Synapse

An interconnected graph of micro-tutorials

Prerequisites: The Celestial Sphere

Magnitude: How Bright Is That Star?

This is an early draft. Content may change as it gets reviewed.

The magnitude system is astronomy’s brightness scale — and it runs backwards. Brighter objects have lower magnitudes. The Sun is $-26.7$, the full Moon is $-12.7$, and the faintest stars visible to the naked eye are about $+6$.

The ancient scale

Hipparchus (~150 BCE) ranked stars into six classes: the brightest were “first magnitude,” the faintest visible were “sixth magnitude.” In 1856, Pogson formalised this: a difference of 5 magnitudes corresponds to exactly a factor of 100 in brightness.

$$\frac{F_1}{F_2} = 100^{(m_2 - m_1)/5} = 10^{0.4(m_2 - m_1)}$$

One magnitude step ≈ $2.512\times$ brightness. The scale is logarithmic — our eyes perceive brightness roughly logarithmically, which is why the ancient system works so well.

Try It: Magnitude Scale
−1.5 6.0

Apparent vs absolute magnitude

Apparent magnitude ($m$) is how bright something looks from Earth. It depends on both intrinsic brightness and distance.

Absolute magnitude ($M$) is how bright something is — defined as the apparent magnitude it would have at a standard distance of 10 parsecs (32.6 light-years). The Sun’s apparent magnitude is $-26.7$ but its absolute magnitude is only $+4.83$ — a perfectly ordinary star, just very close.

→ Aim A
In the magnitude tutorial, what is the Sun's absolute magnitude?
→ Aim B
Pull the passage of the magnitude tutorial between "Absolute magnitude ($M$)" and "just very close.", inclusive, word for word.

→ Material
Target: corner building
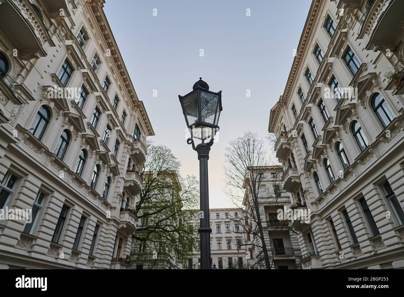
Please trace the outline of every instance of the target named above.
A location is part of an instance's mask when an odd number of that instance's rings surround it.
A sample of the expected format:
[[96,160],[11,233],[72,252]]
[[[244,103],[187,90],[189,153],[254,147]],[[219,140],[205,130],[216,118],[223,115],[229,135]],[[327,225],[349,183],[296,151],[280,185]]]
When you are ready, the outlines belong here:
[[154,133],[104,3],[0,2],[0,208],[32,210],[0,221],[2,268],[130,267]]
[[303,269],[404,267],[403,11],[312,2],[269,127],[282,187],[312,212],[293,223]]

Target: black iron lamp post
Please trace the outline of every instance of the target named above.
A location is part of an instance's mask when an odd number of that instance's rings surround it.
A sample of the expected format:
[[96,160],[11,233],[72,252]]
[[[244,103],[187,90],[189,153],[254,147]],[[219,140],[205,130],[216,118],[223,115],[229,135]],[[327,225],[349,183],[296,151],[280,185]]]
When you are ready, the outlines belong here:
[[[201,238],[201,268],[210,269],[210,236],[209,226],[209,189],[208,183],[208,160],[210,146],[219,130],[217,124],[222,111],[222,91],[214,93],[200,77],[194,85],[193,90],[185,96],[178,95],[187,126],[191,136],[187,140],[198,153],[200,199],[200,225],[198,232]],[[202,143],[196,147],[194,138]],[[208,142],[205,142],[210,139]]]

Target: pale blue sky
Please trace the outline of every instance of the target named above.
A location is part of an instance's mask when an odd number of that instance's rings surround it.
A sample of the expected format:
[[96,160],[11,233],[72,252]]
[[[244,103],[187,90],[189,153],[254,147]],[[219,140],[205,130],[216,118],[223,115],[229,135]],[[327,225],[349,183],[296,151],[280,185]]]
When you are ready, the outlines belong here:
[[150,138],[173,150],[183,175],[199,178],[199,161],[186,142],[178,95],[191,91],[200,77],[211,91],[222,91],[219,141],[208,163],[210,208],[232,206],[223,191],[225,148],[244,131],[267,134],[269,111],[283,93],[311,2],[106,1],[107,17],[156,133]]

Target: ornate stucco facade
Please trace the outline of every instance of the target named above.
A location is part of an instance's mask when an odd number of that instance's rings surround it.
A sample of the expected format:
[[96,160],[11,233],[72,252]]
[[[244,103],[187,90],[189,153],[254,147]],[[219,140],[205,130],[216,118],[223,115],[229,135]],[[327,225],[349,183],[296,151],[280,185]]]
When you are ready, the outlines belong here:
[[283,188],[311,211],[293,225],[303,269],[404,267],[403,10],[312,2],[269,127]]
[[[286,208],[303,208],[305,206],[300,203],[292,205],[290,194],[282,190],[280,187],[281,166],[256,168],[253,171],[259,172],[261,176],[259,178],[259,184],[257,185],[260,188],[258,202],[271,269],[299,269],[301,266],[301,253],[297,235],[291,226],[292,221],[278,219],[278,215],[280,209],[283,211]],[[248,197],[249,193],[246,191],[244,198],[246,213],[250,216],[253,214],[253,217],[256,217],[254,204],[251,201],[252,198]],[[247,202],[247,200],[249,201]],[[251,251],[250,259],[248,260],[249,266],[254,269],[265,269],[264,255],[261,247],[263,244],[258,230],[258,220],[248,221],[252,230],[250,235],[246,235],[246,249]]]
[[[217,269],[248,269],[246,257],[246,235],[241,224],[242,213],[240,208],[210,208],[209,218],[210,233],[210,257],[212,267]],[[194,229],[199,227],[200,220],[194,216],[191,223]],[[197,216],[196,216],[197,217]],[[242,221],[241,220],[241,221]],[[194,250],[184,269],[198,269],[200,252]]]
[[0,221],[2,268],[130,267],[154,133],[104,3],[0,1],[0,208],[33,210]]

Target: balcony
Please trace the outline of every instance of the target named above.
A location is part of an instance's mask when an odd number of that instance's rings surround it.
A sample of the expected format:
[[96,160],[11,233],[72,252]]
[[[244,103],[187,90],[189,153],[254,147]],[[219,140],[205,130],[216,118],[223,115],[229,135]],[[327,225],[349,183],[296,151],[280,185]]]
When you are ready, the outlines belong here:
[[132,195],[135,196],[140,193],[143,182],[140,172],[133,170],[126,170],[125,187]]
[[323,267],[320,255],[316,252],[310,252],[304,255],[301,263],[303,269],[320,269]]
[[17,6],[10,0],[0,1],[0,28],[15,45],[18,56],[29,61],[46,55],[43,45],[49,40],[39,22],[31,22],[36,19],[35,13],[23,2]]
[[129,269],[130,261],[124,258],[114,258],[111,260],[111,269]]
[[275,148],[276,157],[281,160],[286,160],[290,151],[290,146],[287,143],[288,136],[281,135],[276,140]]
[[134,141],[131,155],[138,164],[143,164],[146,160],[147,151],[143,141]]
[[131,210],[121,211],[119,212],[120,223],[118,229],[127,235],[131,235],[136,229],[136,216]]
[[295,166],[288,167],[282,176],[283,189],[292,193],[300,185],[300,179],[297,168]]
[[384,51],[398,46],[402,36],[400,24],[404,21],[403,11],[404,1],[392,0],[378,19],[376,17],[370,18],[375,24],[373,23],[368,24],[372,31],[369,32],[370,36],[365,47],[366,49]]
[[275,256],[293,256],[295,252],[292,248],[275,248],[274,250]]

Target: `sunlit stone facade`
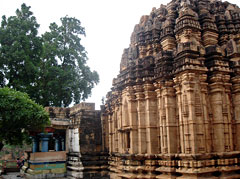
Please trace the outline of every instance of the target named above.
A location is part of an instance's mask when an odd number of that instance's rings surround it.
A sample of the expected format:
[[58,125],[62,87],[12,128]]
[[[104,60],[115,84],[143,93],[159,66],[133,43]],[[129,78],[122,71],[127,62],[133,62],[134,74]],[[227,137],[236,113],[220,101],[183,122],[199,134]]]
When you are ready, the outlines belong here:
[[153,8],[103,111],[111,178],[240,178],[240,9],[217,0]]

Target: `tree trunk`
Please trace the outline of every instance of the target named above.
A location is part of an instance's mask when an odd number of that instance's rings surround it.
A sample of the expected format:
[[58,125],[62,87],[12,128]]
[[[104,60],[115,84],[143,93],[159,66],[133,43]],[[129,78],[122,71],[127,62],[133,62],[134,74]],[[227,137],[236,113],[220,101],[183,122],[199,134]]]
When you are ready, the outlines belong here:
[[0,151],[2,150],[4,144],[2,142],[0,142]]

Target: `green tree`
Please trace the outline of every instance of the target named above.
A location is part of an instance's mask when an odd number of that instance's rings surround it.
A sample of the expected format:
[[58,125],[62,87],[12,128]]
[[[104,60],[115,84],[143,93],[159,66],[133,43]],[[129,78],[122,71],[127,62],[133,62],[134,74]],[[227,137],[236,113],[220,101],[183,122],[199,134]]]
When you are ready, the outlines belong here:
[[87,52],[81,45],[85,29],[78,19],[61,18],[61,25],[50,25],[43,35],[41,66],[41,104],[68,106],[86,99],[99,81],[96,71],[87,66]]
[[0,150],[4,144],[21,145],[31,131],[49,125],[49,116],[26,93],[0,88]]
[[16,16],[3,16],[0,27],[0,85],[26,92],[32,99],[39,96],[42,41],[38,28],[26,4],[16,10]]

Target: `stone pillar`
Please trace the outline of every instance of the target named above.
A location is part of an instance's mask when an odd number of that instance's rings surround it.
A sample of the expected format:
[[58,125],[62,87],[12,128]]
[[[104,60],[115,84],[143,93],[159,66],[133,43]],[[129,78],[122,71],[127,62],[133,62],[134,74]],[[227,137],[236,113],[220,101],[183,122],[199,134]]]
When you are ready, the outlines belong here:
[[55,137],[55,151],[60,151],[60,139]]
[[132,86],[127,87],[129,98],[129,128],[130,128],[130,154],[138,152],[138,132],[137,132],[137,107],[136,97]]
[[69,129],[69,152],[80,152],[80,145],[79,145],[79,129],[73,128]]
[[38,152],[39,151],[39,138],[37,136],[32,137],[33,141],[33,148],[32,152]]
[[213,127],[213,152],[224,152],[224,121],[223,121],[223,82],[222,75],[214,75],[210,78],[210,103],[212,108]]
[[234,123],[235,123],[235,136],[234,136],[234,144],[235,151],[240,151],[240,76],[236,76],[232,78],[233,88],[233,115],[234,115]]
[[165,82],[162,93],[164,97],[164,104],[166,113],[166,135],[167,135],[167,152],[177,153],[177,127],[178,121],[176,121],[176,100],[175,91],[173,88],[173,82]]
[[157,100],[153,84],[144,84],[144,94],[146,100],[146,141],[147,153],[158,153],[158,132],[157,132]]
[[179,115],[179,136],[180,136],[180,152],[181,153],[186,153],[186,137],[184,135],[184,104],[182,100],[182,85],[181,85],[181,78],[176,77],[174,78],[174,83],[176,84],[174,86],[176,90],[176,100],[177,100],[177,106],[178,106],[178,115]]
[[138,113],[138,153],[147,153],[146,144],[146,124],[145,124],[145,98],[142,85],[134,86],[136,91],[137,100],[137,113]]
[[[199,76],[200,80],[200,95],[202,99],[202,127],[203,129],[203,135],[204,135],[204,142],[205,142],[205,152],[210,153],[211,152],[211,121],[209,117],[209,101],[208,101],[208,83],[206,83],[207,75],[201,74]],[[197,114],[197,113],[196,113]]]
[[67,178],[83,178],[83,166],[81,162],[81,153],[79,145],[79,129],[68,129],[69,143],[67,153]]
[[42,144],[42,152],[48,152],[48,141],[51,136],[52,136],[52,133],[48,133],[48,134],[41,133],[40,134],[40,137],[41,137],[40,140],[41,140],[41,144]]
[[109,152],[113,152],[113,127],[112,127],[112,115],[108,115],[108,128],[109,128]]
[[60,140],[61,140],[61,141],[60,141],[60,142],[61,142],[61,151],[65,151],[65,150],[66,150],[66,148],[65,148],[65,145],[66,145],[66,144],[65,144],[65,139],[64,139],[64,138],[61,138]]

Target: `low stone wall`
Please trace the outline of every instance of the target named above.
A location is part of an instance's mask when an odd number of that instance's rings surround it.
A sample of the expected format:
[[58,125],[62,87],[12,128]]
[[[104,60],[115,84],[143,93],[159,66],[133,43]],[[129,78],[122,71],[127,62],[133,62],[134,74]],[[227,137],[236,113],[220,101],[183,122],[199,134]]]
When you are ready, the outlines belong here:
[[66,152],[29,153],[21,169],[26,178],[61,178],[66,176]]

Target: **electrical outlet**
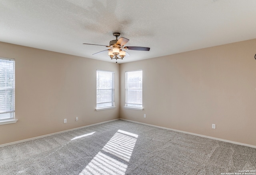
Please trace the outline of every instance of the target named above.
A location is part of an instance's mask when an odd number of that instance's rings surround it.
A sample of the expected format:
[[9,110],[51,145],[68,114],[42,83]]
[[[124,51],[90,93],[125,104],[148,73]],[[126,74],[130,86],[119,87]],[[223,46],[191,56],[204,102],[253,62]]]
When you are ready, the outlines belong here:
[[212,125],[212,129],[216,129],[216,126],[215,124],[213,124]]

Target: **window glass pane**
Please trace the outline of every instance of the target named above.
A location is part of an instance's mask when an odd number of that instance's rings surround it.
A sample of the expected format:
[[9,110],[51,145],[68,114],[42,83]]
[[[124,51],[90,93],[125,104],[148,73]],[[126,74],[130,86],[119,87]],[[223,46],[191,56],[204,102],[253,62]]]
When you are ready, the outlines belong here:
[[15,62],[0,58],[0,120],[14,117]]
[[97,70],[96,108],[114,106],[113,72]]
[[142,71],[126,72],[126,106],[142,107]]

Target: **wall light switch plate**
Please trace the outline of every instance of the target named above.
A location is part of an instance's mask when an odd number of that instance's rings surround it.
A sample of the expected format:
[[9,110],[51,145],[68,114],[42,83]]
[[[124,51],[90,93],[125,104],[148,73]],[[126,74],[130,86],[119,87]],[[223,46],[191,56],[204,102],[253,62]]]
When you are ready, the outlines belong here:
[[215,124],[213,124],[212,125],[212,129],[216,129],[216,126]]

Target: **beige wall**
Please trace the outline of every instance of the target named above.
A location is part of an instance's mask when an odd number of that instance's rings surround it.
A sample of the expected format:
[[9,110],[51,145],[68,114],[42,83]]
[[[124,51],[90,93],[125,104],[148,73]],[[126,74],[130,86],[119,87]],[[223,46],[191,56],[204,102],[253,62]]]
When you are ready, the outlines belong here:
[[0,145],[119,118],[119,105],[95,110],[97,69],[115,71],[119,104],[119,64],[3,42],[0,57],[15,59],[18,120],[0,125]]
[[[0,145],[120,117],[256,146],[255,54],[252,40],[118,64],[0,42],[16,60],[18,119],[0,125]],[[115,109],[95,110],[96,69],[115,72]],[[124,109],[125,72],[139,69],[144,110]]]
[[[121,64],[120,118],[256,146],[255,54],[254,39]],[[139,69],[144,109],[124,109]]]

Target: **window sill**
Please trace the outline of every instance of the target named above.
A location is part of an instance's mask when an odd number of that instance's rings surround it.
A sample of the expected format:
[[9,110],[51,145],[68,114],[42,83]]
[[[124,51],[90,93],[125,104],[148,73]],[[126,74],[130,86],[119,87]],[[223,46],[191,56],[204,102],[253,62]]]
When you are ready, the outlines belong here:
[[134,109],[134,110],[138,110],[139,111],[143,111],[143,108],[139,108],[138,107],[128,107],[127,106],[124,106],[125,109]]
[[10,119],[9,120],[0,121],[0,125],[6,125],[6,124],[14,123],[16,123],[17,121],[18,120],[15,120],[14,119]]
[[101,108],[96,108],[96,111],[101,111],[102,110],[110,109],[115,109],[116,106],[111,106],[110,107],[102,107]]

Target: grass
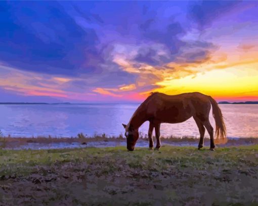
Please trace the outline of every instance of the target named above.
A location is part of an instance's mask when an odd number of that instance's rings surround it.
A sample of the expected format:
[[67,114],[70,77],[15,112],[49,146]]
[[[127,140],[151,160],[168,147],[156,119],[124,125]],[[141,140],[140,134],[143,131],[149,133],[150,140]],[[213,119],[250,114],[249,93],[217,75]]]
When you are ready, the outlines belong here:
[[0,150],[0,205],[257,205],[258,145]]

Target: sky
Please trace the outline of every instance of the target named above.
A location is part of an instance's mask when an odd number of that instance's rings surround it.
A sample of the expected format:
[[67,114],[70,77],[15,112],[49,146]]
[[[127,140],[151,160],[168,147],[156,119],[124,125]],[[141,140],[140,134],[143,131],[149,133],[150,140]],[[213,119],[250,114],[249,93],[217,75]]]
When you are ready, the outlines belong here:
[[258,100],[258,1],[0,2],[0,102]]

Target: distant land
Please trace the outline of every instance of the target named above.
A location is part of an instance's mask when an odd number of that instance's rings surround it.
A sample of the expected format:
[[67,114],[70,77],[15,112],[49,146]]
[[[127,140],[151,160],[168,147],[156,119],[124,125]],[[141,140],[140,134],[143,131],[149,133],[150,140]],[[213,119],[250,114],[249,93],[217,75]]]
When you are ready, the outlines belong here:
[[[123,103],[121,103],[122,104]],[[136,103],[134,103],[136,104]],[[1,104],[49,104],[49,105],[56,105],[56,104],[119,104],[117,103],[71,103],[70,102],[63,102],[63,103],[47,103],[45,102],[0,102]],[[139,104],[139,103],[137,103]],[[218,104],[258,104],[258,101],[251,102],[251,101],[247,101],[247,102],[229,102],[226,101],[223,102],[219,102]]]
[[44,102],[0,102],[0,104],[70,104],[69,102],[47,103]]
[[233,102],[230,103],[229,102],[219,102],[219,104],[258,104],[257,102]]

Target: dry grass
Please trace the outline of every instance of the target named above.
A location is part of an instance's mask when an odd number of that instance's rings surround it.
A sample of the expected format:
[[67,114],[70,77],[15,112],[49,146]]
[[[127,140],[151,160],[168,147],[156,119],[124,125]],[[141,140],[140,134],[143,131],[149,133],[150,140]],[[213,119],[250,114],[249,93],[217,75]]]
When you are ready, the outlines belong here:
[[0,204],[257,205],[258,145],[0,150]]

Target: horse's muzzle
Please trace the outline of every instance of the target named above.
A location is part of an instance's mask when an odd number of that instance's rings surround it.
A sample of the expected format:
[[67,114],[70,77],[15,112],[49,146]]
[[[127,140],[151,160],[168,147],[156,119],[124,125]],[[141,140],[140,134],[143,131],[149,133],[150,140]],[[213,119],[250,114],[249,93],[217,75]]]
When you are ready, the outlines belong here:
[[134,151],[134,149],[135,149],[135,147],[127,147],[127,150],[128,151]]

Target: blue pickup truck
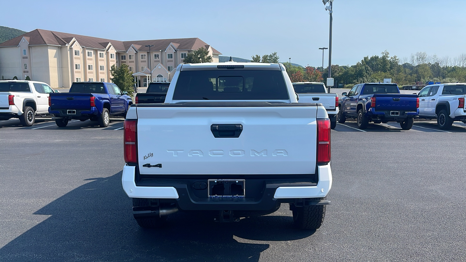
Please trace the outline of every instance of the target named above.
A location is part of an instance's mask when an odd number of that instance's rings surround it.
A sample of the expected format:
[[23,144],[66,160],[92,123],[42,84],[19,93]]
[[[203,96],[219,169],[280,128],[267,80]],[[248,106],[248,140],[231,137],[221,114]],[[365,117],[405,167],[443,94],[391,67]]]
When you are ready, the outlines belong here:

→ Task output A
+4.83

→ Task output B
Absolute magnitude ($M$) is how bright something is — defined as the apparent magnitude it would have at a standard distance of 10 parsecs (32.6 light-years). The Sun’s apparent magnitude is $-26.7$ but its absolute magnitude is only $+4.83$ — a perfectly ordinary star, just very close.